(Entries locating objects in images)
——

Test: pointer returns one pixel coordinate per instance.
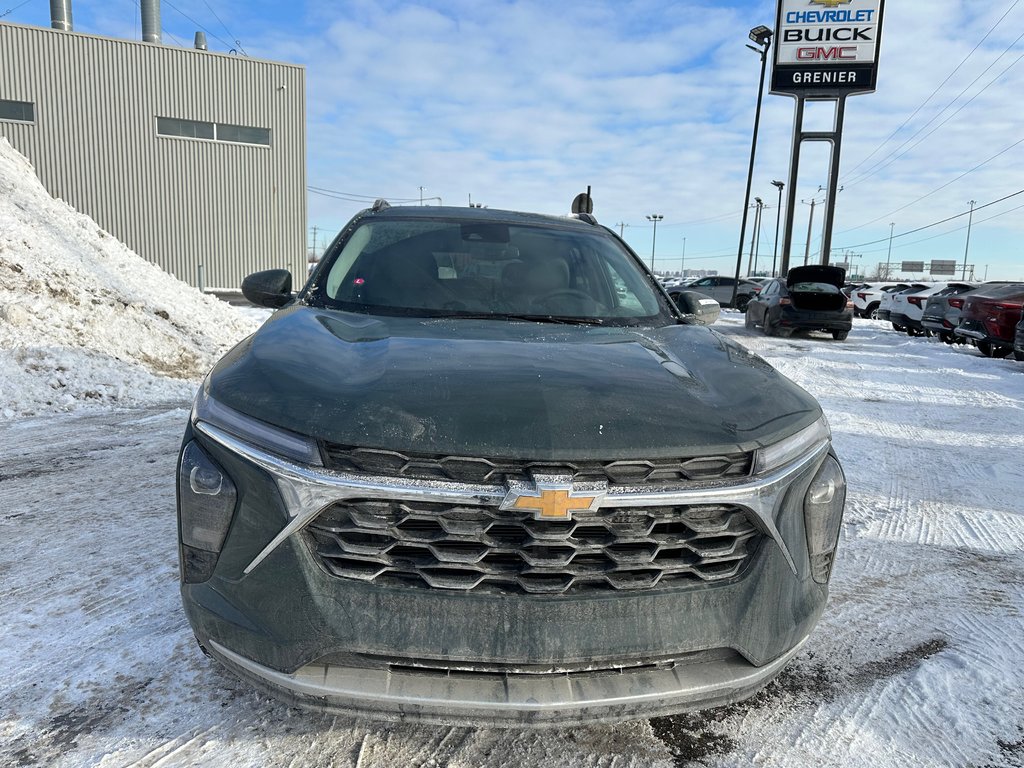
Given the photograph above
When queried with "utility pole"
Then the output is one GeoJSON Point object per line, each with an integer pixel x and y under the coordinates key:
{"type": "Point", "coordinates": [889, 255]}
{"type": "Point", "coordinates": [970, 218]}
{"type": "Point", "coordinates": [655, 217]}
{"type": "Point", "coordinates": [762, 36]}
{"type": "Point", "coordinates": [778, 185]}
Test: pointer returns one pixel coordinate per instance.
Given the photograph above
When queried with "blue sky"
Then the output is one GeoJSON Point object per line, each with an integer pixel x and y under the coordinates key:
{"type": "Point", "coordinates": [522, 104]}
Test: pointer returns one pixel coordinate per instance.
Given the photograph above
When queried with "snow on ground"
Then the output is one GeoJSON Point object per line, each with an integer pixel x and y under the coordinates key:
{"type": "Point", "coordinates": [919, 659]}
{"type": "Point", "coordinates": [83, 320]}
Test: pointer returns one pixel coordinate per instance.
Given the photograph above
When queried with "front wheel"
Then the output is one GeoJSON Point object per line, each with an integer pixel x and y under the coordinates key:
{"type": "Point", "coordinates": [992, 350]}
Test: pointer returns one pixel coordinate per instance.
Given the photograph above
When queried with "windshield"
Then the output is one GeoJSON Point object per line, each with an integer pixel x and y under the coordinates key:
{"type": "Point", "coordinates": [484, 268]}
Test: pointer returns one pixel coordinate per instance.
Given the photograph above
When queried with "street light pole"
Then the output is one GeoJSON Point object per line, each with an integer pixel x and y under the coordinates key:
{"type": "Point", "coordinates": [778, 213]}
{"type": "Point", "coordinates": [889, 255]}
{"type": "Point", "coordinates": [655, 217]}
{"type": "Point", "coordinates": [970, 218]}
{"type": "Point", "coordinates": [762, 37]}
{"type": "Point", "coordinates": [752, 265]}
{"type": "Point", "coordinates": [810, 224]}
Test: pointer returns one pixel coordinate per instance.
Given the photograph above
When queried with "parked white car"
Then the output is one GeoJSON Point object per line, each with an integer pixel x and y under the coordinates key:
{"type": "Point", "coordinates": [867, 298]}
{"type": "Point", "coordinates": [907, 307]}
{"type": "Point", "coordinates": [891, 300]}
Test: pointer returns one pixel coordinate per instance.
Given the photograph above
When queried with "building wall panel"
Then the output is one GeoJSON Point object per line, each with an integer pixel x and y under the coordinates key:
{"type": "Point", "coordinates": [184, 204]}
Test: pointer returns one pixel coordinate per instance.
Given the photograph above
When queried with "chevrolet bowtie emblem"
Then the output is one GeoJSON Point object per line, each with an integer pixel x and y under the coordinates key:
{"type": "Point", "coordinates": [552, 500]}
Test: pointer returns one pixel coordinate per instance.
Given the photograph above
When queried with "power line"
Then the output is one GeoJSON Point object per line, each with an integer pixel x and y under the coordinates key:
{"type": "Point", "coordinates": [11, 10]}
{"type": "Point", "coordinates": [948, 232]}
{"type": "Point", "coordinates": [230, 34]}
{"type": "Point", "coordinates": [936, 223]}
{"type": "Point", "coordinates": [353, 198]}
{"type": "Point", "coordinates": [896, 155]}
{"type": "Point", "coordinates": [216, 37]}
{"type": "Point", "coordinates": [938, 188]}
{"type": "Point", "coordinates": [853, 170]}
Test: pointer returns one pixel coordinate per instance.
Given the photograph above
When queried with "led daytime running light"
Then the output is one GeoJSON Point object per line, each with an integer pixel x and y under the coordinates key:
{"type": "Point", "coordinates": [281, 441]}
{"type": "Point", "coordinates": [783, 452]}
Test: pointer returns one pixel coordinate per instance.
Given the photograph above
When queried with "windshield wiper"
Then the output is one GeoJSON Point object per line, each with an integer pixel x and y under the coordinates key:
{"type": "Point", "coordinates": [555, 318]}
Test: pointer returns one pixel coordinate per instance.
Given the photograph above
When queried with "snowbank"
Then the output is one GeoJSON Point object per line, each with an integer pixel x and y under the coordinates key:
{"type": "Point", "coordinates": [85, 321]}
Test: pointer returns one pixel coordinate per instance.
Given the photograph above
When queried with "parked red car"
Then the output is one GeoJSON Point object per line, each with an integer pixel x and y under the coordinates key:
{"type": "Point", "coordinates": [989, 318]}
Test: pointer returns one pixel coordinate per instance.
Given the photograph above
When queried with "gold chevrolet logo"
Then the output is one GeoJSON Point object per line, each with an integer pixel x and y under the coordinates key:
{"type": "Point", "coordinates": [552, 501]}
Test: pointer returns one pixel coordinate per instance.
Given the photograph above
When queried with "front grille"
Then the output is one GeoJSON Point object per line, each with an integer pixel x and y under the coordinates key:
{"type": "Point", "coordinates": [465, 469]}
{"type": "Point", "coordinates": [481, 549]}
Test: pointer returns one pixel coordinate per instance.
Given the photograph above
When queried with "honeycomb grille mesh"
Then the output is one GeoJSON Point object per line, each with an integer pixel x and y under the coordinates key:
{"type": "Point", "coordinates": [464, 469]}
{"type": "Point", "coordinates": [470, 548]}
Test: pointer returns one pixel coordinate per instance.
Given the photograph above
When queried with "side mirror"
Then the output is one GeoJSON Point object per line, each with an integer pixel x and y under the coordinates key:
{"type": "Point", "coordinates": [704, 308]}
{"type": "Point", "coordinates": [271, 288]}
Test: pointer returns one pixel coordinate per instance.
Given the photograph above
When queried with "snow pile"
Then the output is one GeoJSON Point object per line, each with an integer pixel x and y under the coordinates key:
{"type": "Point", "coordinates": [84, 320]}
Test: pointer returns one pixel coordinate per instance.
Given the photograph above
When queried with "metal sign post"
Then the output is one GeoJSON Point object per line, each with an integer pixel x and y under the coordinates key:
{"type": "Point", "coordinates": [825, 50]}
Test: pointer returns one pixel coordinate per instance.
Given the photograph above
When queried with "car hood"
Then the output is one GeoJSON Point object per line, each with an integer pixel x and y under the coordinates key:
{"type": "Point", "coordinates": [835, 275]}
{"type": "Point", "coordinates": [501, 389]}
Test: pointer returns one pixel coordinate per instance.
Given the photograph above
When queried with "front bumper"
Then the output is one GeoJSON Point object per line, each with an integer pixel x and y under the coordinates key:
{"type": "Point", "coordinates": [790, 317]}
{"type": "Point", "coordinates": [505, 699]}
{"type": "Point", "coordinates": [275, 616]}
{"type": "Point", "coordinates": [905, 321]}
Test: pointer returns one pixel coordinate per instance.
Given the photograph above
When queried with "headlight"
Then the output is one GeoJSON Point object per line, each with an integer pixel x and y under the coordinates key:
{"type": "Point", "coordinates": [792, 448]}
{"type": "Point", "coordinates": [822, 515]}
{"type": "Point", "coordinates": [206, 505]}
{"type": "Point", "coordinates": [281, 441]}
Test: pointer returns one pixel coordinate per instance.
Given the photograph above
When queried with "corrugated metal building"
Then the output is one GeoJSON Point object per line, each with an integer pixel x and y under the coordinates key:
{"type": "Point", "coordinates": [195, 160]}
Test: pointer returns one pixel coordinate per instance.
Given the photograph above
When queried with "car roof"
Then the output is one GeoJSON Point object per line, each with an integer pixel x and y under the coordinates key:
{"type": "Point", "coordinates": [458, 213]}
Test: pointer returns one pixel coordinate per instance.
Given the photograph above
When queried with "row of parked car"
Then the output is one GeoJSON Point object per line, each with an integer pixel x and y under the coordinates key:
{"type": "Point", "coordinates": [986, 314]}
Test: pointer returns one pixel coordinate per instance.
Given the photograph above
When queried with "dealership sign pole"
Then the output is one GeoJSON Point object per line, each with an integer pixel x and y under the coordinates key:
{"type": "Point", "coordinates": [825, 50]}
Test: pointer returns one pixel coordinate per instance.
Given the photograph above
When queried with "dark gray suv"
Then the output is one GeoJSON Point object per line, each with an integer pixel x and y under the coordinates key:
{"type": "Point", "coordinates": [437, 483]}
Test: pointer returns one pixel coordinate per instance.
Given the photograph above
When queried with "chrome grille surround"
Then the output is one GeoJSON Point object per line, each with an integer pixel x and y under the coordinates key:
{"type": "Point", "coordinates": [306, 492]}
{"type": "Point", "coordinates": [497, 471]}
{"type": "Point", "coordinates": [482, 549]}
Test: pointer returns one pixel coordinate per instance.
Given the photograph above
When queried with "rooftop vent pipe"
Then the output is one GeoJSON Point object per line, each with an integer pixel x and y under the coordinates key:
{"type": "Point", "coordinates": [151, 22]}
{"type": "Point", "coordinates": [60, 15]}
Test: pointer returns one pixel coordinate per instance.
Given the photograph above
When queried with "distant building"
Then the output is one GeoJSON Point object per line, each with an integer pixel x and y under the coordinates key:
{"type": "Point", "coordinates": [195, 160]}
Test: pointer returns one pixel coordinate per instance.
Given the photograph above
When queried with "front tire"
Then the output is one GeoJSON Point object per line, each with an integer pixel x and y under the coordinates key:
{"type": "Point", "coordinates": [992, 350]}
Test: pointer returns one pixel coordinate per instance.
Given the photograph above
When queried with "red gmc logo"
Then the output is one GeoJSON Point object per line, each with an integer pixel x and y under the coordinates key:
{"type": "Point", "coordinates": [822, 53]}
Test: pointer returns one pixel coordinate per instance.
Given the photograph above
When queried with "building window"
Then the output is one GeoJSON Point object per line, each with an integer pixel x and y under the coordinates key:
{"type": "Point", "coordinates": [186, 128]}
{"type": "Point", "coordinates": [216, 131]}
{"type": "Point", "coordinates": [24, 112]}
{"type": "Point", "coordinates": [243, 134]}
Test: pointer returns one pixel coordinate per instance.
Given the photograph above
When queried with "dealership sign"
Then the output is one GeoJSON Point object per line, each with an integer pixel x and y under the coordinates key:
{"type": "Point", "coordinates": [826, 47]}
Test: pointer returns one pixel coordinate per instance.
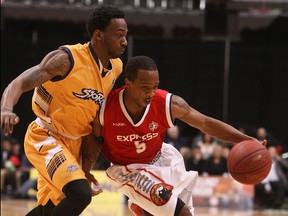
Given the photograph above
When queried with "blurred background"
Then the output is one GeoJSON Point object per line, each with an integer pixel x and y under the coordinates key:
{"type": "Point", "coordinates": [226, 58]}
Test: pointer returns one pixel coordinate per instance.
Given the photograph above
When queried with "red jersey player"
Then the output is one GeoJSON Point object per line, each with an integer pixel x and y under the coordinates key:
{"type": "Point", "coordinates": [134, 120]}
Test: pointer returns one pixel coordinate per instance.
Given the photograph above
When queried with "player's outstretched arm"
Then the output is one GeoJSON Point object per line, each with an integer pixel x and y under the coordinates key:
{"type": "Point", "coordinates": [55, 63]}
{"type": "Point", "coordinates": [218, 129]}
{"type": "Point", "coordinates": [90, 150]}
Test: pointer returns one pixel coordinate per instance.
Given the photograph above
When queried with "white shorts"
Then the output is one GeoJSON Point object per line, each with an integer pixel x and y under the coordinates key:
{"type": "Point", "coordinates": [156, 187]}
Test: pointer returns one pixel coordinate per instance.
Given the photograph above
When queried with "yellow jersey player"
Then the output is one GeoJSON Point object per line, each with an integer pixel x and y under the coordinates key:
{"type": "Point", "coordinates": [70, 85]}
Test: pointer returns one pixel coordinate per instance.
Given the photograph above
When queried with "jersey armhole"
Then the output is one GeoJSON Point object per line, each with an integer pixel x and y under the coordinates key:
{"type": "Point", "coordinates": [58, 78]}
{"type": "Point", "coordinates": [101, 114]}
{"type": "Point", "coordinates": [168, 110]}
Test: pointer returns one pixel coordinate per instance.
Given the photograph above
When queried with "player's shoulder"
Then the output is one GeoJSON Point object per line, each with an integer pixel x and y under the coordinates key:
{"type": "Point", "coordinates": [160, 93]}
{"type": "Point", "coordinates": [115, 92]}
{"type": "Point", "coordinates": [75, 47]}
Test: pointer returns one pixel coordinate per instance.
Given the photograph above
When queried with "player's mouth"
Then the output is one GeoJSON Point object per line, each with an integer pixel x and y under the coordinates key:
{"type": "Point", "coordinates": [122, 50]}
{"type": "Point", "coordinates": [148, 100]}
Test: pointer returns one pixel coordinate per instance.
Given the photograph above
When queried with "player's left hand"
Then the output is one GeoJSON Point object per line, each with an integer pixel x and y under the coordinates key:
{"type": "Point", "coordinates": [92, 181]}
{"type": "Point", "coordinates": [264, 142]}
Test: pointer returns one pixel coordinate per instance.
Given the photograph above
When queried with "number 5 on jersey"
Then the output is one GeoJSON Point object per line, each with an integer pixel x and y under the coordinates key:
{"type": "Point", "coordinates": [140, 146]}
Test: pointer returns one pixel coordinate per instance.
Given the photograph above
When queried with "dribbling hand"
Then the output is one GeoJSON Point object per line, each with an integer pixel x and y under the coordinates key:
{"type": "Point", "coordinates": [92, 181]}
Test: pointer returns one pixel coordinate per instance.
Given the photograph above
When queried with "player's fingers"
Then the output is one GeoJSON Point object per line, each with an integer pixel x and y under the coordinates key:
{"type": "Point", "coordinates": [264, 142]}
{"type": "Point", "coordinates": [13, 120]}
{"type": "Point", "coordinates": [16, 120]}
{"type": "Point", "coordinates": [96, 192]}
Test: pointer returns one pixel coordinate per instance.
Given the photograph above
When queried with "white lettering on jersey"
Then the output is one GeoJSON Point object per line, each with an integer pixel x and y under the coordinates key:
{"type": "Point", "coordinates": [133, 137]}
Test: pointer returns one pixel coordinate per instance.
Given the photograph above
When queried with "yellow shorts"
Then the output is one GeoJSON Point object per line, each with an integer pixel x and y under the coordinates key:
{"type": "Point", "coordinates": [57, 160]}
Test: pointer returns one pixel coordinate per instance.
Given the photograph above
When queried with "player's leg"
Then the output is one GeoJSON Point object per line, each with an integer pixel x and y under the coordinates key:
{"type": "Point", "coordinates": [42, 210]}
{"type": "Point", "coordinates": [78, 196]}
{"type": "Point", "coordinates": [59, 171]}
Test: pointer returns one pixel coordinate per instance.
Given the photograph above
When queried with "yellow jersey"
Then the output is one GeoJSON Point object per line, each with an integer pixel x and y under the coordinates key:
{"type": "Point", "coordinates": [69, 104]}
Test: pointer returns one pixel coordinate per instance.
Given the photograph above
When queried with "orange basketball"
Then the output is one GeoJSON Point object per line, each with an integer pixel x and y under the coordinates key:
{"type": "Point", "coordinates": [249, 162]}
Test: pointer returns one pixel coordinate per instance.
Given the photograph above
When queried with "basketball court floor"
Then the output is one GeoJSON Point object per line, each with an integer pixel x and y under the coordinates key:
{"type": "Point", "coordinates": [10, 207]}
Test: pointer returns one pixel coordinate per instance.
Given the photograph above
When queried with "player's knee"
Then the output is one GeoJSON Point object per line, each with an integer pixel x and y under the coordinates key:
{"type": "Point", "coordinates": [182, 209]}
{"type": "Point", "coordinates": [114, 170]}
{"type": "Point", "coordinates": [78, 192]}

——

§ **EXERCISE**:
How many of the lines above contain the string "hand", with case counting? Reply with the number alone.

§ **EXERCISE RESPONSE**:
2